● Cel zadania:
Proszę wypisać bez żadnych zmian wszystkie wiersze zamieszczone poniżej.

● Dostarczony materiał:
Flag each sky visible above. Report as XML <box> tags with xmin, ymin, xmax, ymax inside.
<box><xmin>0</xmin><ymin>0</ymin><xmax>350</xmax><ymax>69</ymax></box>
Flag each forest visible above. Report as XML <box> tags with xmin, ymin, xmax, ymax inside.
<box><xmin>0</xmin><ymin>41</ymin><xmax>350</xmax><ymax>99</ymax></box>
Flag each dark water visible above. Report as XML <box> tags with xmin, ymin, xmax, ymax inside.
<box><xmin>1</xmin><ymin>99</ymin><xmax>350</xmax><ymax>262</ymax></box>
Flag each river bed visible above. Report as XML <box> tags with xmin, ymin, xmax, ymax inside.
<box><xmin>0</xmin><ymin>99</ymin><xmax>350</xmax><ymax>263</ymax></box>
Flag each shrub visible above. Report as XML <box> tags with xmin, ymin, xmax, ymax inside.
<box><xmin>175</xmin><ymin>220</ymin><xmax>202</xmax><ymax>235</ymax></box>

● Wynik zadania:
Flag each sky visible above. Report as XML <box> tags with xmin, ymin, xmax, ymax inside.
<box><xmin>0</xmin><ymin>0</ymin><xmax>350</xmax><ymax>69</ymax></box>
Flag each forest visible above. Report as XML <box> tags with xmin, ymin, xmax, ymax inside.
<box><xmin>0</xmin><ymin>41</ymin><xmax>350</xmax><ymax>99</ymax></box>
Flag each dark water visible above. Report as XML <box> tags with xmin, ymin, xmax, ymax inside.
<box><xmin>1</xmin><ymin>99</ymin><xmax>350</xmax><ymax>262</ymax></box>
Flag each river bed visible above. Report as XML <box> tags with xmin, ymin, xmax, ymax inside.
<box><xmin>0</xmin><ymin>99</ymin><xmax>350</xmax><ymax>263</ymax></box>
Flag each shrub visible above. Report as XML <box> tags with xmin, ymin, xmax, ymax inside.
<box><xmin>175</xmin><ymin>220</ymin><xmax>202</xmax><ymax>235</ymax></box>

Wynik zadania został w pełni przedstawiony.